Work to do:
1. In the minimization thread, what kind of numbers are x, y and z?
2. Summarize the minimization thread in two sentences.
3. Please write what comes next in the minimization thread, after its last sentence.
:: Page ::
How can I find the minimum of the following expression:
$(\frac{xy}{z}+\frac{zx}{y}+\frac{yz}{x})(\frac{x}{yz}+\frac{y}{xz}+\frac{z}{xy})$?
($x, y, z$ are non-zero real numbers)
The expression can be simplified to $\frac{((xy)^2+(zx)^2+(yz)^2)(x^2+y^2+z^2)}{(xyz)^2}$, but I am not sure that it will help anyhow.
On
Remember that for any 3 positive numbers we have $${a+b+c\over 3} \geq \sqrt[3]{abc}$$ this is inequality between arithmetic mean and geometic mean.
:::
:: Data block ::
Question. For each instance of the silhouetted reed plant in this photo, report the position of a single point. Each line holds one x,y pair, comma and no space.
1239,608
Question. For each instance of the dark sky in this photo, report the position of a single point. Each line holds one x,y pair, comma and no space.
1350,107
:::
The responses:
1. They are non-zero real numbers.

2. The thread asks how to find the minimum of a product of two sums in the non-zero real numbers x, y and z, noting that the expression simplifies to a single fraction that may not help. A reply points to the inequality between the arithmetic and geometric means of three positive numbers.

3.
Use it twice. First $a= (xy)^2$, $b=....$
and second $a= x^2$,... and you get:
$$(\frac{xy}{z}+\frac{zx}{y}+\frac{yz}{x})(\frac{x}{yz}+\frac{y}{xz}+\frac{z}{xy})\geq 9$$
By Cauchy-Schwarz inequality https://math.stackexchange.com/tags/cauchy-schwarz-inequality/info $$\left(\frac{xy}{z}+\frac{zx}{y}+\frac{yz}{x}\right)\left(\frac{x}{yz}+\frac{y}{xz}+\frac{z}{xy}\right)=\sum_{cyc}\frac{xy}{z}\sum_{cyc}\frac{z}{xy}\geq\left(\sum_{cyc}\sqrt{\frac{xy}{z}\cdot\frac{z}{xy}}\right)^2=9.$$ The equality occurs for $x=y=z$, which says that we gat a minimal value.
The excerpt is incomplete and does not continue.